*CONSIGNES*.
a - Répondez à ces questions sur l'extrait consacré à Lou Eve :
(i) Chez quel éditeur et en quelle année « Sous les Strates » est-il paru ?
(ii) Combien d'heures par jour l'extrait dit-il dormir en vacances ?
(iii) Quel livre se trouvait dans les bagages cet été ?
b - Poursuivez l'extrait consacré à Lou Eve après sa dernière phrase.

“Écrire, c’est aussi un métier !”
Entretien avec Lou Eve, autrice de Sous les Strates (éd. Les Escales, 2023)
Dites-moi que je ne suis pas la seule : l'été, je pars toujours en vacances avec plein de livres, convaincue que je vais passer tout mon temps libre à bouquiner.
Mais les heures passent étrangement vite quand on arrête de s’agiter… et puis je suis bien occupée à boire des cafés, dormir treize heures par jour et rêvasser.
Alors, chaque année ou presque, au moment de refaire ma valise pour rentrer, j’observe avec une pointe d’amertume la (lourde) pile de livres auxquels je n’ai pas touché, et je me promets de ne pas refaire la même erreur l’an d'après.
Chaque année ou presque… Mais pas cette-fois !
Parce que cet été, dans mes bagages, il y avait Sous les Strates (éd. Les Escales, 2023), le premier roman de Lou Eve.

*DONNÉES FOURNIES*.
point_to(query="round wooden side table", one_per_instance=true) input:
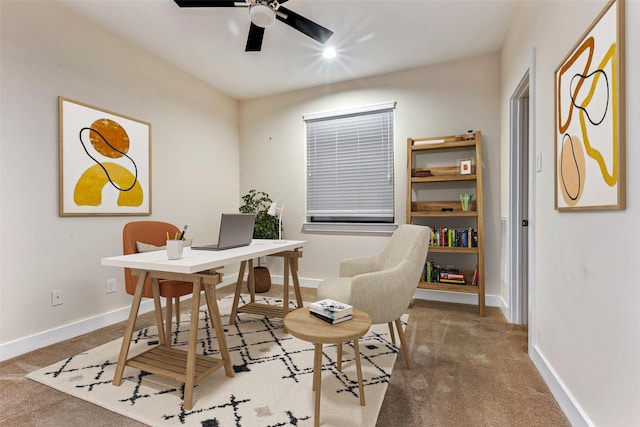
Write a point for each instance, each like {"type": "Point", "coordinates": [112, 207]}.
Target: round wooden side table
{"type": "Point", "coordinates": [301, 324]}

*RÉPONSES*.
a -
(i) Aux éditions Les Escales, en 2023.
(ii) Treize heures par jour.
(iii) « Sous les Strates », le premier roman de Lou Eve.

b -
Vous connaissez peut-être Lou pour son travail militant antiraciste sur le compte Instagram @la.charge.raciale, désormais @mangouinistan, ou bien pour sa participation à l’ouvrage collectif Nos Amours radicales (éd. Les Insolentes, 2021).
J’ai ouvert son livre avec l’indolence à laquelle le mois d'août m’invitait et… Je ne l’ai plus lâché, toute indolence oubliée, tant j’ai été happée par l’intrigue.
Plusieurs trajectoires s’y croisent : celle de Linh, jeune femme adoptée par des parents français au Vietnam, mais aussi celles de sa mère adoptive Françoise et de sa mère vietnamienne Minh. Ensemble, ces trois vies tissent un récit doux-amer, tendre et précis.
Loin d'être un roman à thème ou à thèse, le livre mêle habilement plusieurs thématiques : adoption internationale bien sûr, mais aussi trajectoire d’ascendance sociale, lesbianisme et plein d’autres encore que je garde pour moi histoire de ne pas tout vous spoiler.
Vous l’aurez compris, j’ai adoré ce roman – et je ne suis visiblement pas la seule : il a été sélectionné pour le Prix littéraire de la Vocation 2023. C’est la classe, pas vrai ?
Achetez-le, offrez-le, faites-le tourner !
Et puisque ce livre m’a beaucoup plu, j’ai proposé à Lou qu’on se rencontre.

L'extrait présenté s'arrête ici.